--- Start Data for processing ---

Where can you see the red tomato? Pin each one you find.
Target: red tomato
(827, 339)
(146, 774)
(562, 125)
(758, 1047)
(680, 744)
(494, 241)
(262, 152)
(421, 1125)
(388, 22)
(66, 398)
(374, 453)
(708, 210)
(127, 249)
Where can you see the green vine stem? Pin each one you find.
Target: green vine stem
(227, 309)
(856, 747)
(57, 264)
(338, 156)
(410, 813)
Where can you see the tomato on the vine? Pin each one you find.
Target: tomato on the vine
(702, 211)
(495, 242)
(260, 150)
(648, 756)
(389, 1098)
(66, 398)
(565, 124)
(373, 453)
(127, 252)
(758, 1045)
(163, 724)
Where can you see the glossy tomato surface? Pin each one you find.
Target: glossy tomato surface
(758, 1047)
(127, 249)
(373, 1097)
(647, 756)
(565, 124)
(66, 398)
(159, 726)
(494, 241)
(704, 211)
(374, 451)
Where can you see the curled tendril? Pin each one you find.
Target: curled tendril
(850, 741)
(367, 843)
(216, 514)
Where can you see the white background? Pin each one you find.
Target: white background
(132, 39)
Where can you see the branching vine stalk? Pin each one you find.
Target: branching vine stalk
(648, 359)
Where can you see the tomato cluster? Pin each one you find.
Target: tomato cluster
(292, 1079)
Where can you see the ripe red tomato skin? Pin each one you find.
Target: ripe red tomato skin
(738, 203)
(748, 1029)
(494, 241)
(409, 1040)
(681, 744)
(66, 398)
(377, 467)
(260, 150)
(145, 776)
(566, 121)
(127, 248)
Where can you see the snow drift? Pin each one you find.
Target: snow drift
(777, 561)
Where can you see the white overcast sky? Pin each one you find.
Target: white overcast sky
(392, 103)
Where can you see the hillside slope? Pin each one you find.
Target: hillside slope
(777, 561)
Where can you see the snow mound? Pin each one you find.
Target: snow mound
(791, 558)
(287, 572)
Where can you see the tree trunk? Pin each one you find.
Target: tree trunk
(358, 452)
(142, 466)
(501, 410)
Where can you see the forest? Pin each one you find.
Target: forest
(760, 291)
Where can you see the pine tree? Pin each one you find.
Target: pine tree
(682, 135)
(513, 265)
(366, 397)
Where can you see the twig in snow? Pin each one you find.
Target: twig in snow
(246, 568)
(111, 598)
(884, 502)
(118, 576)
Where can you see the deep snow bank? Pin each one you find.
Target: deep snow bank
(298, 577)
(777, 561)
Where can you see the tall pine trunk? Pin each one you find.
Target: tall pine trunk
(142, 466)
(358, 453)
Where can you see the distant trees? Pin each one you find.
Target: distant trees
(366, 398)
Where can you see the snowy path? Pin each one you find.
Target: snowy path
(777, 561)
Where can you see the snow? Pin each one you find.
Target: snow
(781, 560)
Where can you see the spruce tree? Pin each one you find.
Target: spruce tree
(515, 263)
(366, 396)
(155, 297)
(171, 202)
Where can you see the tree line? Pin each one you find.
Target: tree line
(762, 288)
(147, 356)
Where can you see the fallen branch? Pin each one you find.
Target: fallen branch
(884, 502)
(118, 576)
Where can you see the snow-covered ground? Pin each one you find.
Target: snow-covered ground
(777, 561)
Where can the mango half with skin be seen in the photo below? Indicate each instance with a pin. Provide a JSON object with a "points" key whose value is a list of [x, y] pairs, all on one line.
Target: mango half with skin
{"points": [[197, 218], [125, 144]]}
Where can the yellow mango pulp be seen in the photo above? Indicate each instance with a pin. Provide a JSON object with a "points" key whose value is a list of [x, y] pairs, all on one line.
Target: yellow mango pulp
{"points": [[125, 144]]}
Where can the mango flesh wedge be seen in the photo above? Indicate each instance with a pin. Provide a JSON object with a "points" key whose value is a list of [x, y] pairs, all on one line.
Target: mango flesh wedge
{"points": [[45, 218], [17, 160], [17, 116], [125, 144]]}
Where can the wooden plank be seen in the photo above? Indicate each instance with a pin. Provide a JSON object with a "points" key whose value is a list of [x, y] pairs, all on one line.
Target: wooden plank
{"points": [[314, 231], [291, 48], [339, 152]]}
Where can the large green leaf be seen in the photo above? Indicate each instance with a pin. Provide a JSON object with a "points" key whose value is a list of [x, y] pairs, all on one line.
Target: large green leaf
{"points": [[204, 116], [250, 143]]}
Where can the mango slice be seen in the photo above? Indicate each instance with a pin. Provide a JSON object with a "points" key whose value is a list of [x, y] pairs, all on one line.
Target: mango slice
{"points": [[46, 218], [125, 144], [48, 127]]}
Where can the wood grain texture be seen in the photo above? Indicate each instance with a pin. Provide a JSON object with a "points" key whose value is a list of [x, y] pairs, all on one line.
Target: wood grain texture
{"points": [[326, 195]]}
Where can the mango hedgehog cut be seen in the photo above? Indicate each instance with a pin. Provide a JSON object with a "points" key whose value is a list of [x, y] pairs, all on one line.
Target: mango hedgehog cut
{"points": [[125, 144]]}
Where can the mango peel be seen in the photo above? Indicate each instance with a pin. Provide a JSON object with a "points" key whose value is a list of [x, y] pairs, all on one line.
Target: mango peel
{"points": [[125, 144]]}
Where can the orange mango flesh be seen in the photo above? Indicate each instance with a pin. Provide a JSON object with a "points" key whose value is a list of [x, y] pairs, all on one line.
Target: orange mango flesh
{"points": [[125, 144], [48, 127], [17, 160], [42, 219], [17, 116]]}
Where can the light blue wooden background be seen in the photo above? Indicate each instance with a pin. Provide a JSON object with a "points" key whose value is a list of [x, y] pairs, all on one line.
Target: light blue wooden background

--- End Data for processing ---
--- Start Data for processing ---

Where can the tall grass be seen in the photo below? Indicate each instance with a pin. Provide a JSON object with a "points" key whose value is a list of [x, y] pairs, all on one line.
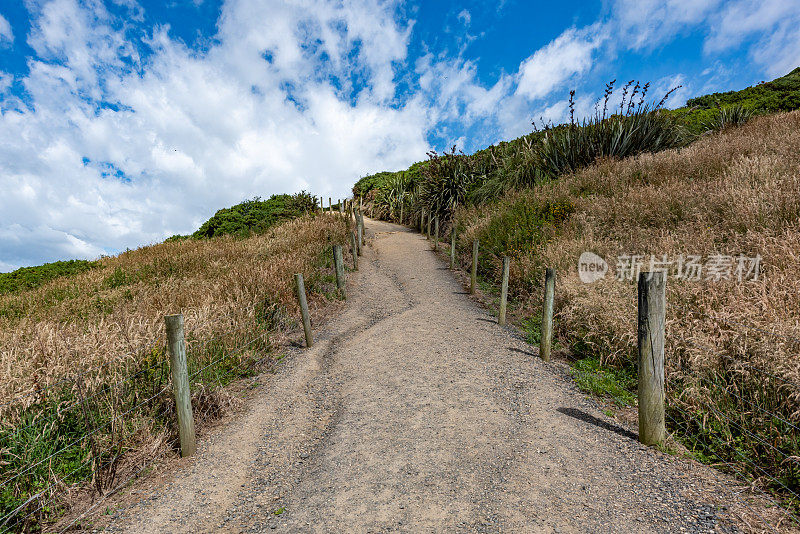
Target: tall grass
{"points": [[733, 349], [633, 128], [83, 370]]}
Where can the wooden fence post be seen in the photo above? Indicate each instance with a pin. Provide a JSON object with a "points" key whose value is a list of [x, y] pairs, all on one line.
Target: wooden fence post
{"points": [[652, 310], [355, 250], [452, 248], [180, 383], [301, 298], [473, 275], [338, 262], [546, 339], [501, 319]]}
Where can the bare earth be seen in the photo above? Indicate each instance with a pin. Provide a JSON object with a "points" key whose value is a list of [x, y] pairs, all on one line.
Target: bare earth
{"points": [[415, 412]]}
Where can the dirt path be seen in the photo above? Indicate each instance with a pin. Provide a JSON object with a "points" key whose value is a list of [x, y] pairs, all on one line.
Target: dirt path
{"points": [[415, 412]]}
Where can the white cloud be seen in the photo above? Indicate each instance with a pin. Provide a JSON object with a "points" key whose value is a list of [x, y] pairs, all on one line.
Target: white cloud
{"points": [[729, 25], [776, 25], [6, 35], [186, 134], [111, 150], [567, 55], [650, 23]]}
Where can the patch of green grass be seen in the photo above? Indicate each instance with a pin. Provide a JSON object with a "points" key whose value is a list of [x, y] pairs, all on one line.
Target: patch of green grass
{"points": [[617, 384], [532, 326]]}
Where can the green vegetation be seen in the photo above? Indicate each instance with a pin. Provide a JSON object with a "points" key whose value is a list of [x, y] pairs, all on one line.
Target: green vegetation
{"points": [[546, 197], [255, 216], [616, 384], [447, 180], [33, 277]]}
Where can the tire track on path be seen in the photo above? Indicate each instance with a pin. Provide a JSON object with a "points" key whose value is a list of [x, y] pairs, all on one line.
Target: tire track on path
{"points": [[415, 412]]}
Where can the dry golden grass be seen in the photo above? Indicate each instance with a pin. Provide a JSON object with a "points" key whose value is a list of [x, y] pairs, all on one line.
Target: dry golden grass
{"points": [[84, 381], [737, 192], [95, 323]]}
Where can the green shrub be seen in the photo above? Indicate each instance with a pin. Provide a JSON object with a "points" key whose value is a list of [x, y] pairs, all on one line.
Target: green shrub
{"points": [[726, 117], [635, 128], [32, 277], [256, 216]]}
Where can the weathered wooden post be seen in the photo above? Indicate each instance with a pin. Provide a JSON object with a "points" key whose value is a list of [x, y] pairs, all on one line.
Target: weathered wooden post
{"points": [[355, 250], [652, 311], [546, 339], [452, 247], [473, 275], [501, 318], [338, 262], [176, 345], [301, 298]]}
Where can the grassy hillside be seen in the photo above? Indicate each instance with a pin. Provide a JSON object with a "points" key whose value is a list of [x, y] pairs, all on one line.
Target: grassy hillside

--- End Data for processing ---

### Task description
Return each line of the material above that contains the string "stem". Case counts.

### Final answer
Where can you see the green vine stem? Pin each one you find.
Target: green vine stem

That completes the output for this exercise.